Given text –
New England's largest GLBT newspaper, The Boston Globe, devotes over 1500 words profiling the new director of the D.C.-based Human Rights Campaign (fighting for homosexual "marriage" across the country).
Running inexplicably in the Living/Arts section, this puff profile of Joe Solmonese is titled "The persuader". Top story, front page of the section, huge color photo. I guess this piece is either about living or arts.
How is Solmonese living his life? He came out ...
in his early 20s, at a time when the AIDS epidemic was raging at full force. "There is that on your consciousness, and you're coming out," he recalled. "It compounded everything that you experienced coming out." But, he said, a heartening solidarity also developed in the gay community in response to the disease -- a solidarity that is still needed today, he added.
He worked for Michael Dukakis and Barney Frank. Then he worked at Emily's List (the PAC backing women candidates who support the "right" to kill babies), most recently serving as its executive director.
Maybe this piece is about arts. The art of propaganda? "To change minds, he's going straight to the heartland," reads the inner headline. The plan: appeal to emotions, not rationality. Stir up phony stories about violence and discrimination directed at gays:
The overall goal will be to appeal to the conscience of each community and to remind residents of each community that when a gay person is the victim of violence or discrimination, it is happening to a neighbor, or to a friend, or to a family member. "The most important thing we can do is to put a face and a name and a story to this," said Solmonese. So, on his outreach tour, a gay employee who was fired from a job, or a gay merchant whose store was vandalized, would be encouraged to tell their story within the context of the city or town where it happened.

Data extract –

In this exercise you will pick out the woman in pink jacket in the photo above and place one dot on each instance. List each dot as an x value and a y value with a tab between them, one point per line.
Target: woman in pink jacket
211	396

Work request A – Translate this sentence from the post about the Boston Globe's profile of Joe Solmonese into Spanish: "He worked for Michael Dukakis and Barney Frank."
Work request B – Give the full name of every person named in the post about the Boston Globe's profile of Joe Solmonese.
Work request C – Continue the post about the Boston Globe's profile of Joe Solmonese from its final sentence.

Result A – Trabajó para Michael Dukakis y Barney Frank.

Result B – Joe Solmonese, Michael Dukakis, Barney Frank

Result C –
He said one issue he'll focus on is "hate-crimes" legislation. Another area for artistic license.
Is there any good news for us in this article? They admit: "[T]o judge by what happened last year and what happened in Kansas this week, it will be an uphill fight." But they're not too discouraged.
''We've got to put 2004 in the context of this whole movement, this whole process of social change," insisted Solmonese. ''What happened . . . is brave people in Massachusetts came forward and said, 'We want the same rights and responsibilities as the rest of America.' And in Massachusetts, they got it. That is huge. That is history-making."
This is certainly an artistic take on events. These "brave people in Massachusetts" only got what they asked for because of four rogue JUDGES who "got it". Solmonese clearly doesn't care a whit for our Constitution.
''Were there places in the country where there were negative reactions to that? Yes," he conceded. ''But that is the way social change works." In his view, the backlash resulted from the fact that ''the people in the states were given a final exam on the first day of class."
So -- all we need is more re-education.